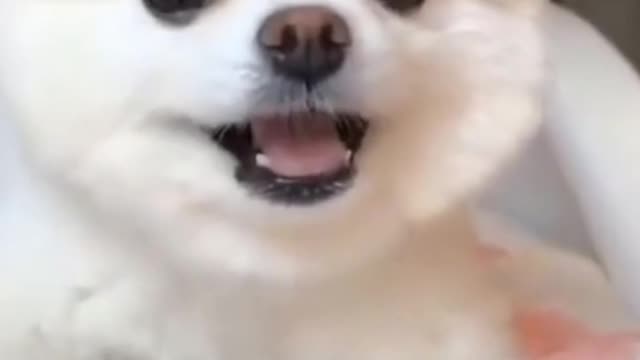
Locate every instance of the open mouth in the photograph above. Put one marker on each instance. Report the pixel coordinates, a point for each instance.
(298, 158)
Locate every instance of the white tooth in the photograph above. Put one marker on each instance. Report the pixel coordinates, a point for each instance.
(348, 156)
(262, 160)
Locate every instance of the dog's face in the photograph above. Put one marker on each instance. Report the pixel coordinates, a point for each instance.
(262, 135)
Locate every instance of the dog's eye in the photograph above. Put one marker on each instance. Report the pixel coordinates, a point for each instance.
(402, 6)
(176, 11)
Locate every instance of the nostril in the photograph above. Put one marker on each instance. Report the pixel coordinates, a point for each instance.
(305, 44)
(289, 39)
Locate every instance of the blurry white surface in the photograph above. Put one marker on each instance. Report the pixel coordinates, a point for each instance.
(584, 164)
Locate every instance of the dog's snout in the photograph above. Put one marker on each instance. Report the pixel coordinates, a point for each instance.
(306, 44)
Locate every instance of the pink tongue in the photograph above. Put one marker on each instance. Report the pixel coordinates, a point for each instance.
(299, 148)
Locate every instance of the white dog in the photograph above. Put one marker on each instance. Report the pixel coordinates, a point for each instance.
(262, 179)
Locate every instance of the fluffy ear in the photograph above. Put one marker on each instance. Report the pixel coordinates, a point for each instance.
(525, 7)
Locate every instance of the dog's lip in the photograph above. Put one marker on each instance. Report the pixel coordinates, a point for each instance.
(299, 144)
(310, 170)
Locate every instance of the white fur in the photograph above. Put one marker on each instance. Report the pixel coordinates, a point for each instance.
(139, 243)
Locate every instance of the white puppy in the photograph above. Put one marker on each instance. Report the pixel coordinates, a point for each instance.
(253, 179)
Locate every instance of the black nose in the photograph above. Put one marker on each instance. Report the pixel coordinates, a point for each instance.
(306, 43)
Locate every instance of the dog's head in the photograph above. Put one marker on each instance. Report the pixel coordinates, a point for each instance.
(274, 135)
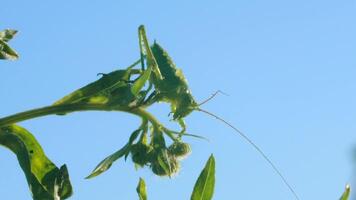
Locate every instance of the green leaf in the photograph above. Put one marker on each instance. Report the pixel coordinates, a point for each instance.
(346, 194)
(140, 82)
(141, 190)
(45, 180)
(144, 46)
(204, 187)
(99, 91)
(7, 34)
(6, 52)
(108, 161)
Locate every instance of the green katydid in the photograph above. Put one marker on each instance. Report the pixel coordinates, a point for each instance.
(172, 87)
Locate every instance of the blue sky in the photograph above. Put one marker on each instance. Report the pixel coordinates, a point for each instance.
(288, 66)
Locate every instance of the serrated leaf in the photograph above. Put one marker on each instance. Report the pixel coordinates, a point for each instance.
(40, 172)
(7, 34)
(141, 190)
(6, 52)
(204, 187)
(165, 165)
(108, 161)
(346, 194)
(141, 81)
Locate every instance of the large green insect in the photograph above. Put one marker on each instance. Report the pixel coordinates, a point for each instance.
(171, 86)
(169, 81)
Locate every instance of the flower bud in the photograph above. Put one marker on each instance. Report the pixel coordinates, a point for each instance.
(179, 149)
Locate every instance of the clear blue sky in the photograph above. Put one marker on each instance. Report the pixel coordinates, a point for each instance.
(288, 66)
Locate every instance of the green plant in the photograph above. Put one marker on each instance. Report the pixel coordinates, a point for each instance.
(131, 90)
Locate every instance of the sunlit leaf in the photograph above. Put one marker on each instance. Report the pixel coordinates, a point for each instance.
(346, 194)
(7, 34)
(141, 190)
(41, 174)
(140, 82)
(6, 52)
(204, 187)
(107, 162)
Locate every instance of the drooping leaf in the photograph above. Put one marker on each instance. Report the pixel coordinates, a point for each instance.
(98, 92)
(173, 87)
(108, 161)
(7, 34)
(6, 52)
(41, 174)
(140, 82)
(141, 190)
(145, 48)
(204, 187)
(346, 194)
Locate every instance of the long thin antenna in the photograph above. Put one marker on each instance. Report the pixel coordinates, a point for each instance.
(212, 96)
(256, 147)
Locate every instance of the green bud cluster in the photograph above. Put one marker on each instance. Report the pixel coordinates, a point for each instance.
(162, 160)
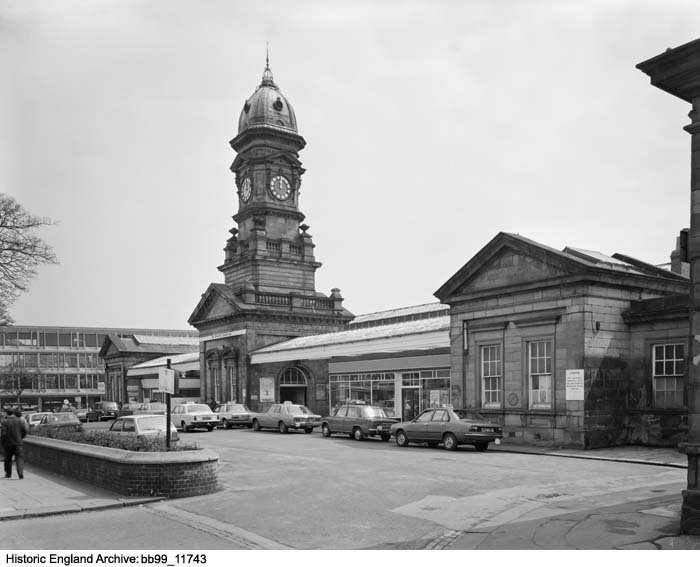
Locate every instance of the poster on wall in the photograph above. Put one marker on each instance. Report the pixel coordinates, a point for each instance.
(267, 389)
(575, 385)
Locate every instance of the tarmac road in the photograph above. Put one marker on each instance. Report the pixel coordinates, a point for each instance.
(307, 492)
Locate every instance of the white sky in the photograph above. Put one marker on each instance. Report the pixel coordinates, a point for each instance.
(430, 127)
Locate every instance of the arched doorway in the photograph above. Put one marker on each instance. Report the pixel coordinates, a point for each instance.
(293, 386)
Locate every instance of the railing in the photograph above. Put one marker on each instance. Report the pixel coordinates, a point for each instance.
(273, 299)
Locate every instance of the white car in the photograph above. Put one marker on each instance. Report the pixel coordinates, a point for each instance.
(232, 414)
(190, 415)
(143, 426)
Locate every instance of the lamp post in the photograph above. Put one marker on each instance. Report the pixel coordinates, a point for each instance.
(677, 71)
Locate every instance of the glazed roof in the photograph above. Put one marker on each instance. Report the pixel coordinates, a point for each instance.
(267, 106)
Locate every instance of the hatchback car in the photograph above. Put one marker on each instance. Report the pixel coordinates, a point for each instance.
(444, 425)
(33, 419)
(233, 414)
(189, 416)
(286, 416)
(106, 410)
(152, 408)
(143, 426)
(60, 420)
(359, 421)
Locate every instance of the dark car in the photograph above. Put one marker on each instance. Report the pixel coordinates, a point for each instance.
(60, 420)
(359, 421)
(445, 425)
(106, 410)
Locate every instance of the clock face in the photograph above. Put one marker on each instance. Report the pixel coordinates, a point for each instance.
(246, 189)
(280, 187)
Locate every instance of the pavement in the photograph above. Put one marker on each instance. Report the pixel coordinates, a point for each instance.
(643, 524)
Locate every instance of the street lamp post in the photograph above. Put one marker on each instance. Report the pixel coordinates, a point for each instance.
(677, 71)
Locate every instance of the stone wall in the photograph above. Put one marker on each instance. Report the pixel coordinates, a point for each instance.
(174, 474)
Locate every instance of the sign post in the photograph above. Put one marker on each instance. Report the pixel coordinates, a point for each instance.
(166, 383)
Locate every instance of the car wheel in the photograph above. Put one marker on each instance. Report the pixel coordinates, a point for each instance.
(449, 441)
(401, 438)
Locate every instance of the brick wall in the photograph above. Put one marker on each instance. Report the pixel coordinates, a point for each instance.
(173, 475)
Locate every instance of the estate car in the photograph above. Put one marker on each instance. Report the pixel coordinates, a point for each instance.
(286, 416)
(445, 425)
(359, 421)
-------------------------
Quote the records in their entirety, keeping the wording exact and excluding pictures.

== Solution to this exercise ==
Locate every instance of the open mouth in the photograph above. Put one marker on each instance. Report the pixel coordinates, a point for each instance.
(298, 158)
Locate every instance of the white tooth in the photograph above. Put one marker on each instance. Report the pixel coordinates, a point for each instance.
(348, 156)
(262, 160)
Locate every instance of the dog's face in the photograph above. Put one marker on each instance. Report the pixel coordinates, a point for each instance.
(262, 135)
Locate every instance of the dog's eye in the photograph above. Put one marker on each instance. Report the pixel coordinates, a point for each instance.
(402, 6)
(176, 11)
Locate every instance of the nostril in the photograph above. Put one marker on each instance. Report the pixel coordinates, a point for each instance.
(305, 44)
(289, 39)
Locate every instance of the blurry white surface in the photograph above. Put one marker on each instance. Report the pixel coordinates, a point for each instance.
(584, 164)
Locate every instance of the dog's snout in the photograph above. Put one marker on each instance. Report the pixel coordinates, a point for each instance.
(306, 44)
Locate every instance of the pink tongue in the photograph above. Put one marker on each instance. Report the pixel coordinates, a point for each instance.
(299, 148)
Locate every instance of the white dog in the photograph above. Put one marker on each instance. Report the pixel coordinates, a point for each instance.
(262, 179)
Locate every instance of the fluffy ear in the photograph above. Put one marker on each instance. Report the pixel coordinates, a point for each instance.
(525, 7)
Locate every instance of the dog's lip in the photograph above. Put one marker on each instance. Report the pixel coordinates, a point for each instance.
(299, 144)
(310, 170)
Locate every instance of the white fur in the photograph above. Put one marker on each instance. Report the pixel coordinates, a point for each instance.
(139, 243)
Locate every instance of the white puppy in the photograph above. Put one marker on each instance. Report the pixel coordinates, a point for each instance.
(253, 179)
Locate every instance of the black nose in the photograph above. Put one marker on each instance. Report the pixel coordinates, a point for each instance.
(306, 43)
Locate every instance of the dog's head in the photograph above. Put one marker on each instance. Report the pixel coordinates, a point for each instance.
(274, 135)
Locate every instance of the green leaf in the photograph above. Put one marker on each instance. Report the pixel coordinates, a point for each instance.
(346, 194)
(140, 82)
(141, 190)
(45, 180)
(144, 46)
(204, 187)
(99, 91)
(7, 34)
(6, 52)
(108, 161)
Locate every instance of the green katydid in the photograph above. Put one marker on each instance. Report the pixel coordinates, a point for each instance.
(172, 87)
Locate every instance of the blue sky in the photograph above. Put one marker on each instance. Report the pixel coordinates, a point for each instance.
(288, 66)
Locate every instance of the serrated leaf in the photograph above. Put one marker on each instance. Report the pixel coordinates, a point for each instance.
(40, 172)
(7, 34)
(141, 190)
(6, 52)
(204, 187)
(165, 165)
(108, 161)
(346, 194)
(141, 81)
Locate every instance of the large green insect in the photograph above. Put one marker on each instance. Report the pixel coordinates, a point for each instance.
(171, 86)
(169, 81)
Locate every instance of the flower bud in the photograph above. Put one marker on each instance. Report the pixel coordinates, a point for each instance.
(179, 149)
Locate every instance of the clear blue sky in the photograph above. Put one marker on each instance. Report the pixel coordinates, a point for each instance.
(288, 66)
Locate every instance of the green plant in the photograph above. Put one marker on each instance. Report the pixel coordinates, a point for each instance.
(131, 90)
Locate every instance of the sunlit leaf in the photograph above. Put one marker on each instance. Report the pixel coordinates, a point for each instance.
(346, 194)
(7, 34)
(141, 190)
(41, 174)
(140, 82)
(6, 52)
(204, 187)
(107, 162)
Locate every instance of the drooping leaf in the photograph above. Put one marker on each instance. Report the pixel coordinates, a point for each instance.
(98, 92)
(173, 87)
(108, 161)
(7, 34)
(6, 52)
(41, 174)
(140, 82)
(141, 190)
(145, 48)
(204, 187)
(346, 194)
Locate every instance of the long thin antenna in the photograph above. Put one marker on each instance. Report the pixel coordinates, a point for each instance.
(212, 96)
(256, 147)
Locate every instance of the green bud cluster in the photograph above. Put one marker on each instance. Report the pixel coordinates, a point for each instance.
(162, 160)
Locate every instance of the poster on wall in the photograph above. Put one marker on each instance. Report the pixel coordinates, a point for each instance.
(267, 389)
(575, 385)
Locate every instance of the tarmac road in the photograph above. Put one marker on each instance. Report the pixel coordinates, a point for each instance.
(307, 492)
Locate every instance of the white sky in the photograph above. Put one marker on each instance. Report the pixel coordinates, a point for each instance.
(430, 127)
Locate every instance of the arched doorway in the photograph above. Put one marker on each instance. Report the pixel coordinates, a point for each instance.
(293, 386)
Locate every instance of the railing in the photograph above. Put one marker on each instance. Report the pixel coordinates, a point for each instance.
(273, 299)
Locate every instance of the white car in the photograph above. Put one marker on each instance. Report the pixel coordinates, a point for each instance.
(232, 414)
(190, 415)
(143, 426)
Locate every instance of the lamp post in the photograph above. Put one marker on each instance. Report the pixel coordinates, a point for each instance.
(677, 71)
Locate every instance of the glazed roof in the photograph above. Put one marker on each instance. Report the pixel coordinates, a point for each instance.
(267, 106)
Locate every instance of the hatchback car in the photograph above. Put one marker on each instance. Report the pixel coordinates, a point for each instance.
(444, 425)
(33, 419)
(233, 414)
(189, 416)
(286, 416)
(106, 410)
(152, 408)
(143, 426)
(60, 420)
(359, 421)
Locate every instance of the dark car in the photograph above. Put one marker on each instance. Report the pixel coordinates, a point for each instance.
(60, 420)
(359, 421)
(445, 425)
(106, 410)
Locate every instance of the clock face in the photograph above. Put one marker on each instance. Report the pixel coordinates, a point for each instance.
(246, 189)
(280, 187)
Locate every instance of the pavement in the photograph above. Put one marker on each instance. Report the pixel coordinates, a point for each instance.
(643, 524)
Locate every instance of the street lamp post in the photograph above. Put one marker on each instance. Report the pixel coordinates, a point for each instance.
(677, 71)
Locate every instance of the stone wall in the photograph above. Put one marker on each instance. Report the pixel coordinates, a point for each instance.
(174, 474)
Locate every instance of the sign post in the photograph above. Put one marker on each instance. Report the pixel coordinates, a point for each instance.
(166, 383)
Locate every instance of the car wheel in the photograph above. Put one marker on each instance. Report the pixel coordinates, a point for each instance.
(449, 441)
(401, 438)
Locate every instance of the brick wall in the photograph above. Put one marker on each instance. Report the pixel coordinates, a point for each instance.
(173, 475)
Locate every instance of the estate car in the photograph above. Put one marker on each instance. Report the pixel coordinates, a point for each instance.
(286, 416)
(445, 425)
(359, 421)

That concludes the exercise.